▸ Texto do documento
■ ■ ■ ■

Volvendo ao caso dos autos, constata-se que a única infracção apontada às deliberações impugnadas pelo A. versa o art. 1432.º do Código Civil, sobre a forma de convocação da assembleia de condóminos (nº1) e quanto ao atraso na comunicação das respectivas deliberações (nº9).
Nada se apontando quanto ao conteúdo ou à substância das deliberações tomadas na assembleia de 13/7/2023.
Pelo que, em coerência com o exposto, importa concluir, na ausência de infracção a qualquer norma de natureza imperativa, ou que tenha em vista a tutela do interesse e da ordem pública, que o caso é de anulabilidade, nos termos do art. 1433.º/1 do Código Civil.
Embora tenha existido uma actuação ilegal do R., a ilegalidade cometida não recaiu sobre norma imperativa, nem relativa ao interesse e ordem pública, e também não assumiu gravidade bastante para gerar a nulidade da deliberação.
Deve aplicar-se, em consequência, o regime regra consagrado para a contrariedade à lei das deliberações da assembleia de condóminos, quer quanto ao seu conteúdo, quer atinente à sua formação e comunicação, ou seja, o regime da anulabilidade previsto no art. 1433.º do CC.
O que significa a vigência do prazo de arguição previsto no nº4 dessa disposição legal, segundo o qual, o direito de propor a acção de anulação caduca no prazo de 20 dias contados sobre a deliberação da assembleia extraordinária ou, caso esta não tenha sido solicitada, no prazo de 60 dias sobre a data da deliberação.
Nem se compreenderia, ponderando desde logo a certeza e segurança jurídicas, que a irregularidade da convocatória de um condómino para a assembleia e o atraso na comunicação do seu resultado obrigassem o condomínio a enfrentar a possibilidade de arguição da invalidade da deliberação, durante meses e anos, sem respeito por qualquer prazo.
Para além disso, como não foi solicitada, pelo A., na sequência do conhecimento da deliberação em crise, a realização de uma assembleia extraordinária, é o prazo de 60 dias que releva, o qual não foi respeitado pelo demandante quando, a 7/12/2023, interpôs a presente acção.
Duas notas complementares, todavia, são ainda justificadas a respeito do regime de arguição da invalidade previsto no art. 1433.º do Código Civil.
A primeira, muito breve, é sobre a natureza do prazo previsto no seu nº4, para destacar o seu carácter substantivo, de acordo com o disposto nos arts. 296.º e 298.º do Código Civil e, portanto, sujeito ao regime do cômputo do termo estabelecido no art. 279.º do mesmo diploma (cfr., nesse sentido, o Acórdão deste Tribunal da Relação do Porto de 25/10/2023, tirado no processo 14681/22.0T8PRT.P1, da autoria de Ana Luísa Loureiro e disponível na identificada base de dados da Dgsi em linha).
A segunda, mais extensa e de maior relevância para o presente recurso, diz respeito ao termo inicial de contagem do referido prazo de 60 dias e que o nº4 do art. 1433.º do CC aponta para a data da deliberação.

■ ■ ■ ■

▸ Material fornecido
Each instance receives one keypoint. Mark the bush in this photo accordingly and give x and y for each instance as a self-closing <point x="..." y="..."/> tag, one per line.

■ ■ ■ ■

▸ Exercícios
1) Responda às perguntas seguintes com base no texto sobre as deliberações da assembleia de condóminos.
(a) Que artigo do Código Civil é indicado como a única infração apontada pelo A. às deliberações impugnadas?
(b) Em que data o demandante interpôs a presente ação?
(c) Quem é a autora do Acórdão do Tribunal da Relação do Porto de 25/10/2023 citado no texto?
2) Prossiga o texto sobre as deliberações da assembleia de condóminos a partir do ponto em que termina.

▸ Respostas
1)
(a) O art. 1432.º do Código Civil.
(b) A 7/12/2023.
(c) Ana Luísa Loureiro.

2)
Deve reconhecer-se previamente, na conjugação desse com o nº2 da mesma disposição legal, a existência de alguma desarmonia, pois o prazo concedido aos condóminos ausentes, para requerer ao administrador a realização de uma assembleia extraordinária, embora de apenas dez dias, é contado desde a data da comunicação da deliberação.
De modo que, tal faculdade pode ser exercida pelo condómino ausente muito depois da data da deliberação e do final do prazo que lhe é concedido para impugnar imediatamente a deliberação junto dos tribunais, por um lado e, por outro, acaba por permitir a mesma impugnação judicial, embora versando agora a decisão da assembleia extraordinária, no prazo complementar de vinte dias após a data em que esta foi realizada.
Tudo indica, porém, que este foi o sistema intencionalmente desenhado pelo legislador quando, através do DL nº267/94, de 25 de Outubro, alterou a redacção do art. 1433.º do CC, tendo em vista assegurar, em primeiro lugar, a resolução consensual dos litígios que possam ocorrer em sede de propriedade horizontal e, para além disso, promover a celeridade possível na consolidação das deliberações do condomínio, embora sem afrontar excessivamente os direitos individuais dos condóminos.
Para significar, pois, que a circunstância de ser possível requerer a realização da assembleia extraordinária desde a data do conhecimento da deliberação, na verdade, não contende com a conclusão de que, caso pretenda impugnar logo a deliberação em juízo, o condómino está condicionado para o efeito a um prazo contado desde a data em que ela foi tomada.
Tal impugnação tem por referência, assim, a data da deliberação.
Desde logo, é o que resulta do teor literal do art. 1433.º/4 do CC, visto que, como já se sublinhou na jurisprudência, resulta dos vários números dessa disposição legal “que quando o legislador quis relevar a comunicação aos condóminos ausentes da deliberação impugnada fez expressa referência a isso, como sucedeu nos nºs 2 e 3 do artigo 1433º do Código Civil” (cfr. Acórdão do Tribunal da Relação do Porto de 10/10/2022, acima citado).
Para além disso, e decisivamente, porque a contagem do prazo desde a data em que a deliberação foi tomada é a opção cujo acerto, claramente, emerge da evolução legislativa e dos valores que o legislador quis tutelar.
Note-se que, antes da alteração promovida pelo DL nº267/94, de 25 de Outubro, o art. 1433.º do Código Civil prescrevia que “o direito de propor a acção caduca, quanto aos condóminos presentes, no prazo de vinte dias a contar da deliberação e, quanto aos proprietários ausentes, no mesmo prazo a contar da comunicação da deliberação”.
O que traduzia, inequivocamente, a concessão de um prazo de impugnação para os condóminos ausentes contado desde a comunicação da deliberação.
E daí que a alteração legal tenha o sentido evidente de deslocar o termo inicial da contagem do prazo, nesse âmbito, para a data da deliberação, independentemente da data em que foi conhecida pelo condómino ausente.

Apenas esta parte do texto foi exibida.